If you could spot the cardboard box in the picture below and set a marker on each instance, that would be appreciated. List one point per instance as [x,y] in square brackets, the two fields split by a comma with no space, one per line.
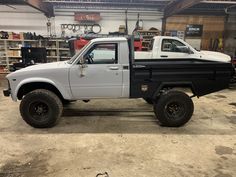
[16,53]
[10,34]
[9,53]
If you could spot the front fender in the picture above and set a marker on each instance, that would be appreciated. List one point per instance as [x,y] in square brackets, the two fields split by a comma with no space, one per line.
[65,91]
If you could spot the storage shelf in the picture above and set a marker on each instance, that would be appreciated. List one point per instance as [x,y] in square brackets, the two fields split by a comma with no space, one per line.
[14,56]
[14,45]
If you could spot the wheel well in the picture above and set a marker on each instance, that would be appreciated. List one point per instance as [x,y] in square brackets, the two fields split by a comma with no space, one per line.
[188,89]
[26,88]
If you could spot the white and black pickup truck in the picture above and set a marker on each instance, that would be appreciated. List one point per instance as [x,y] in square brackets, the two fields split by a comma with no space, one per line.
[106,68]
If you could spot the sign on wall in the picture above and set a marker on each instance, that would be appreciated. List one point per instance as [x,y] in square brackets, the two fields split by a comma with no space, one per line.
[87,17]
[194,30]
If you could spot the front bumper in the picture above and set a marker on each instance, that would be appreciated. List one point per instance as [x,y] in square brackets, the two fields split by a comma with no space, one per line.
[6,92]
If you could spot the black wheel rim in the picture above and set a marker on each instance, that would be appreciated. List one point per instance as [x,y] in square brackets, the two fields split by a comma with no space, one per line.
[175,110]
[39,110]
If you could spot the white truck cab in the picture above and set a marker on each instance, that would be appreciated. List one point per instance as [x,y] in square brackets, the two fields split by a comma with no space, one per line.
[166,47]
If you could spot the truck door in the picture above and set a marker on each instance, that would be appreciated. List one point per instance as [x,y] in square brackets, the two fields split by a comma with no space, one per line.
[101,74]
[171,48]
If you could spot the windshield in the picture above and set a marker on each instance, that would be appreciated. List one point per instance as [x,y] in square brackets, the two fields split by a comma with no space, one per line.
[77,54]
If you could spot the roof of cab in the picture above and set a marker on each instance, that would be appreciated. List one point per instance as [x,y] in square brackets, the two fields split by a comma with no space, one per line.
[109,39]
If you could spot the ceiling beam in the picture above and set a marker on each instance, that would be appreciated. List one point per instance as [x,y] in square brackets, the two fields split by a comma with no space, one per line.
[45,7]
[178,6]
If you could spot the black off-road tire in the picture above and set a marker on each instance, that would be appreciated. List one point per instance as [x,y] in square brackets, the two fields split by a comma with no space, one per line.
[41,108]
[148,100]
[174,108]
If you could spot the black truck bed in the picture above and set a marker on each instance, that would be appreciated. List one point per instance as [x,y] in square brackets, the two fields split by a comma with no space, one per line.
[149,76]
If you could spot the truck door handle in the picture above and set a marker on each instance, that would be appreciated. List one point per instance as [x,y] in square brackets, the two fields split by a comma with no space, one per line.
[114,68]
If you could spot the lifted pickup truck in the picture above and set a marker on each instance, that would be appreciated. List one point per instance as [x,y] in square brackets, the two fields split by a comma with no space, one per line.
[105,68]
[167,47]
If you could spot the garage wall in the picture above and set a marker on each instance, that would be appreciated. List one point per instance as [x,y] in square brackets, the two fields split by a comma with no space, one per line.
[230,35]
[28,19]
[213,26]
[22,19]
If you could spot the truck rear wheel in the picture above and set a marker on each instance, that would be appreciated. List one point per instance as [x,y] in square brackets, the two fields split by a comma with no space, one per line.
[174,108]
[148,100]
[41,108]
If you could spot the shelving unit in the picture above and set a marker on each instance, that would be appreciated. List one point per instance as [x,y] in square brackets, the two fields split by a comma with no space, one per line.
[147,37]
[10,50]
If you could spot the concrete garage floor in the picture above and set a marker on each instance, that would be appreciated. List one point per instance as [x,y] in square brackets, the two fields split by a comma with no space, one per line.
[122,138]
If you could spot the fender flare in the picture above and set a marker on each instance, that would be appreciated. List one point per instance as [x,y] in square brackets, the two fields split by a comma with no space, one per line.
[60,88]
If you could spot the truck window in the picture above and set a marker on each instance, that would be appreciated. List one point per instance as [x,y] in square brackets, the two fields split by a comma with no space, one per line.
[171,45]
[102,54]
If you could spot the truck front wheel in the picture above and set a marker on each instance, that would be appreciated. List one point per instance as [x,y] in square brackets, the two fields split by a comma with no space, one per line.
[41,108]
[174,108]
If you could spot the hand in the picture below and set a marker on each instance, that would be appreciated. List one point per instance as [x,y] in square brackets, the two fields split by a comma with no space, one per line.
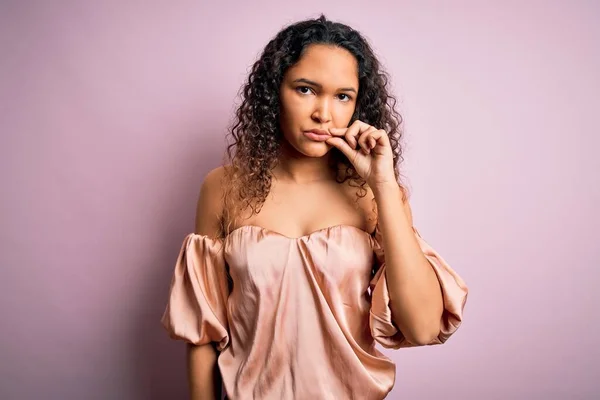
[374,160]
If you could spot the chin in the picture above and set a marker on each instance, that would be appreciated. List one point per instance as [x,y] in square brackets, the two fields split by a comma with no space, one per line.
[316,149]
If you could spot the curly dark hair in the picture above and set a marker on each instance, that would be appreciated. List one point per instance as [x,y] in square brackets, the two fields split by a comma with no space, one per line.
[256,133]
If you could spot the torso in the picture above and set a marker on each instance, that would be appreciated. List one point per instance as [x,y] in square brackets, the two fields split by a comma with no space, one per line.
[296,210]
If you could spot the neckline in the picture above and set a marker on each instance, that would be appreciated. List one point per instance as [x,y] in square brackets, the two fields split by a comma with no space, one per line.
[307,236]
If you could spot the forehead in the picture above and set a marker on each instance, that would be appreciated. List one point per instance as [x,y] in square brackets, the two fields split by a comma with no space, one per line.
[327,65]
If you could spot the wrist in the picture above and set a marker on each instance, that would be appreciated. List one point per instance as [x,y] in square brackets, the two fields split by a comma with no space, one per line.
[385,189]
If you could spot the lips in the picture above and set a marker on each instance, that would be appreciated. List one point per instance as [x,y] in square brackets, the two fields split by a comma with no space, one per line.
[318,135]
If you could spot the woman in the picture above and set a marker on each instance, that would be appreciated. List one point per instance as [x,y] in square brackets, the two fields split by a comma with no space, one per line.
[304,255]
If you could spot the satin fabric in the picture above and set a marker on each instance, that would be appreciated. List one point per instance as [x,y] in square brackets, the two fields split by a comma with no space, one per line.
[297,318]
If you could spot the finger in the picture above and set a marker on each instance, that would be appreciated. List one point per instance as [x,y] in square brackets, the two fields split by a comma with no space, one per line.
[364,138]
[344,147]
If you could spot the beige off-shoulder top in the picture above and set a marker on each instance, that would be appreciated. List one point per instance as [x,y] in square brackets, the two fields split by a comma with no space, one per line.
[302,316]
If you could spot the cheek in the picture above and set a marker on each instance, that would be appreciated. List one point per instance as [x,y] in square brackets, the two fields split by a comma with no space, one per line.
[343,114]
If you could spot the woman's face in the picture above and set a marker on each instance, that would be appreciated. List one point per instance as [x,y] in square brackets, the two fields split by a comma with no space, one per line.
[319,92]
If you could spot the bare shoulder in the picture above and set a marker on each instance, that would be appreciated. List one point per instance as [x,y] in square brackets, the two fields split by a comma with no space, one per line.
[210,203]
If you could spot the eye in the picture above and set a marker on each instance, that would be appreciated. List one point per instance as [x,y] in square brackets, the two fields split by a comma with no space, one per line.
[302,88]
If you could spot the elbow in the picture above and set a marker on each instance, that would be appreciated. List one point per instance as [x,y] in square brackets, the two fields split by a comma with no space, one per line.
[423,339]
[424,335]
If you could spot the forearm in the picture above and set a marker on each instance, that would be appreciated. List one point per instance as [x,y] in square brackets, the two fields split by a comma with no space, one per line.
[415,292]
[203,373]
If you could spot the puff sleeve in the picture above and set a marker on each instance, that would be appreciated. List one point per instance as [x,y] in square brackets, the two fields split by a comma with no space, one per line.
[454,292]
[196,310]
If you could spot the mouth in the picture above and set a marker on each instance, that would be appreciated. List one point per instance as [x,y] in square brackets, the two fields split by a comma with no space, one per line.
[317,135]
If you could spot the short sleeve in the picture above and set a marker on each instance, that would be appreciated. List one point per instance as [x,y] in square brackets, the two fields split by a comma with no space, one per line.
[454,293]
[196,310]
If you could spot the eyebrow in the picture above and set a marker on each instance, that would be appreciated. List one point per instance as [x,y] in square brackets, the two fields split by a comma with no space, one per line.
[303,80]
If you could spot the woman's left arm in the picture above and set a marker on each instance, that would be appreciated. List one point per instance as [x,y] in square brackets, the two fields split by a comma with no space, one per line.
[415,292]
[416,299]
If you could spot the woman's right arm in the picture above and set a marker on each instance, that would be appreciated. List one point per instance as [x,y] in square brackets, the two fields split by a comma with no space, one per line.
[203,373]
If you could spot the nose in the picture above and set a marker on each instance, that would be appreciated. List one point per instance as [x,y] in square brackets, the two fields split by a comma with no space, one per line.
[322,112]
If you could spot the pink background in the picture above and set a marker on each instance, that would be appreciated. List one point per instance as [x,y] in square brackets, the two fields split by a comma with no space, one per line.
[112,112]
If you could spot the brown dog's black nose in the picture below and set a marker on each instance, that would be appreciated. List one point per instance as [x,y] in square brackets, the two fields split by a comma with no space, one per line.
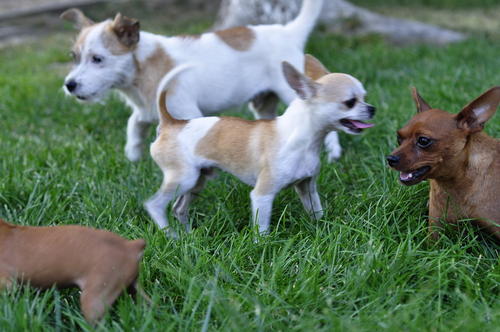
[371,110]
[71,85]
[392,160]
▬▬▬
Beginning at the line with "If you could spot the puff" and ending at the last line of the listing above, retype each line exactly, including those two lines. Leave the pictures out.

> **Answer to the problem**
If you could spot the puff sleeve in the picture above and set a marker on each instance, that would be appreciated. List one point per instance as [x,y] in square brackets, the two fields split by a comma with no space, one per line.
[454,292]
[196,310]
If you could spot the mouth in the picture above and set a marker on each instance, that would be appreciated. List one point per instance as [x,y] in square brackets, the two fields split by a comma with no space, one per line.
[317,135]
If you could spot the short sleeve in the picture above and set a marker on each instance, that would be appreciated. List one point per instance as [x,y] in square brackets, the two fields split by a comma with no space, one per line.
[454,293]
[196,310]
If you could spot the eyebrow in the picture above and set a marker on each instance, that would be appreciated. List one point per instance as [x,y] in square brackets, the two fields split by a comma with no space, one per line.
[303,80]
If you could spot the woman's left arm in the picture above and set a marker on each instance, that would be appreciated. List one point per instance as [x,y] in square brackets, the two fields split by a comma with no space, one per line.
[415,292]
[416,299]
If you could spot the woman's right arm in the picture above and set a marker on each instance, that would be appreciated. List one point per instance as [x,y] in square brackets, the two fields split by a comma with no space, one per line.
[203,373]
If you could spot the nose in the picture above and set a marker on each instance, that would be appreciated. List one point per instance as [x,y] in square brackets, the two fields split by a comma with no space, one per line.
[322,112]
If you could spot the pink background in the picture above and set a marker on each instance, that would be appreciated. List one point per instance as [x,y] in square brackets, the two fields split by a comma with no space, one per line.
[112,112]
If you could spot the brown dog's black nose in the picture below and set a marker on each instance, that would be appreciated. List one point per instance as [x,y] in square brackets, the two fields split by a comma with no space, one per line.
[371,110]
[71,85]
[392,160]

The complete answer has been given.